**読解文**.
----------

ゲート前から登り始める 冬の間は五色温泉の少し先までしか除雪されていない。
 五色温泉の裏側からこの辺りまでは崖のような斜面が続いているので、五色温泉付近から登り始めたとしてもこのゲート付近まではその斜面を回りこむように登ってこなければならない。
 除雪されている道が延びるおかげで、この時期は少しだけ歩く距離が短くなるのが嬉しい。
 そこから少し登ると、今度はイワオヌプリの急斜面を横に見ながら山の左側へと回りこむように登っていく。
 その先には樹木が一本も生えていない真っ白な世界が広がっている。相当な高い山でなければ見られないようなこんな風景に、簡単に接することができるのもニセコの魅力の一つだろう。
 雪面は堅く締まっているので、他人のトレースなど気にしないで自分の好きなルートで登ることができるのが楽しい。
 後ろを振り返ると、野営地からは小さく見えていたニセコアンヌプリが、距離が離れた分その全容を見渡せるようになり、圧倒的な迫力で迫ってきた。
 上空の雲もどんどんと取れてきて、アンヌプリ全体が日の光を浴びて真っ白に照らし出される。


樹林帯を抜けて 真っ白な風景
緩やかな傾斜を登る 正面の山の左側へと回り込む

ニセコアンヌプリ
アンヌプリが後ろに見える

 そのまま登っていくと正面の急斜面にジグザグのトレースが付けられているのが見えてきたが、そこは自分達のレベルではとても登られないような急傾斜である。
 私よりかなり前を進んでいるかみさんが、何も考えずにそのトレースに向かっていったので、下から合図を送って登る方向を教えてやる。
 ひたすら山の左側へと回りこむのだけれど、その間にできるだけ高度を稼げるように自分の限界のギリギリの角度で登っていく。
 左側へ行けばいくらか傾斜も緩くなるのかと思っていたが、そこもやっぱりかなりの急斜面である。
 表面の雪が少し解けてザラメ状になっているので何とか足場を確保できるが、それでも時々スキーがズルッと横滑りしてしまう。
 後ろから見ているとかみさんもかなり苦労しているようなので、先頭を交代する。
 これでもっと気温が低かったとしたら、私達では登るのは無理だったかもしれない。


真っ白な山 急傾斜
真っ白な山の斜面を登り続ける 時々スキー板がずり落ちるような急斜面

 足を滑らせてそのまま滑落したとしても、それほど高い場所ではないので怪我をするようなことは無いだろう。でもそうは思っていても、緊張のために必要以上に足に力が入ってしまう。
 斜めに登っていくに従って、それまで山の陰に隠れていたニトヌプリやチセヌプリの真っ白な山の姿が現れてきた。
 空は真っ青に澄み渡り、その空を背景とした真っ白な山の姿は息を呑むような美しさだが、今のところその風景に感動しているような余裕は全く無い。

----------

**データ抜粋**.
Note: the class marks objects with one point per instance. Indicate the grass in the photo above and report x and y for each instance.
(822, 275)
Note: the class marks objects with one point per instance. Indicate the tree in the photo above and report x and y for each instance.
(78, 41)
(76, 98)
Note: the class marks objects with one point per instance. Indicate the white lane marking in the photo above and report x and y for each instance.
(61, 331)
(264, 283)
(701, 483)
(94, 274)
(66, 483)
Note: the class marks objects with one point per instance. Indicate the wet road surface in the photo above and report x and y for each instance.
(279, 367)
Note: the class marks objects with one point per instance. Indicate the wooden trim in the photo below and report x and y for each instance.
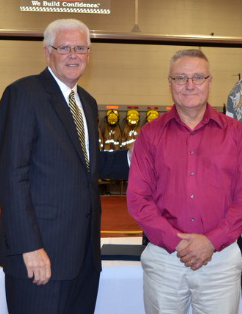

----------

**課題**.
a) ニセコの登山記について、次の(i)〜(iii)がそれぞれ内容と合うかを「はい」か「いいえ」で答え、判断の根拠となる箇所を原文どおりに引用してください。(i) 冬の間、除雪されているのは五色温泉の少し先までである。(ii) 雪面が柔らかいため、他人のトレースをたどって登る必要がある。(iii) 山の左側へ回り込むと、傾斜はかなり緩やかになった。
b) ニセコの登山記にある「これでもっと気温が低かったとしたら、私達では登るのは無理だったかもしれない。」という一文を英語に訳してください。
c) ニセコの登山記を、最後の一文に続けて書き継いでください。
データ抜粋の行は、ニセコの登山記とは別の出典から取られたものです。

**解答**.
a)
(i) はい。「冬の間は五色温泉の少し先までしか除雪されていない」
(ii) いいえ。「雪面は堅く締まっているので、他人のトレースなど気にしないで自分の好きなルートで登ることができる」
(iii) いいえ。「そこもやっぱりかなりの急斜面である」

b) If the temperature had been any lower, we might not have been able to make the climb.

c)
ニトヌプリ
斜面を回り込むとニトヌプリが見えてきた

 できればそのまま向きを変えずに登り続けたかったけれど、岩が剥き出しになった場所に行く手を阻まれ、已む無くキックターンで方向転換しなければならなくなった。
 急斜面で、しかもこのような足場も確保できないようなところでのキックターンは本当に恐怖である。
 不恰好ながらも何とか向きを変えて登り続けると、後ろに続いて登ってくるかみさんの「キャッ」と言う声が聞こえた。
 後ろを振り返るとかみさんは、斜面上方に向かって逆ハの字にスキーを開いたままうつ伏せに倒れこんでいた。起き上がるのを待っていても、ピクリとも動かない。
 これは怪我でもしたのかと心配になったが、どうやらその体勢のままどうすることもできなくて、固まってしまっているだけの話みたいだ。
 私だってその様子を上から見下ろしているだけで精一杯だったが、いつまで待っても起き上がる気配が無いので、そのままズルズルと後ろに下がりながらかみさんのところまで助けに降りる。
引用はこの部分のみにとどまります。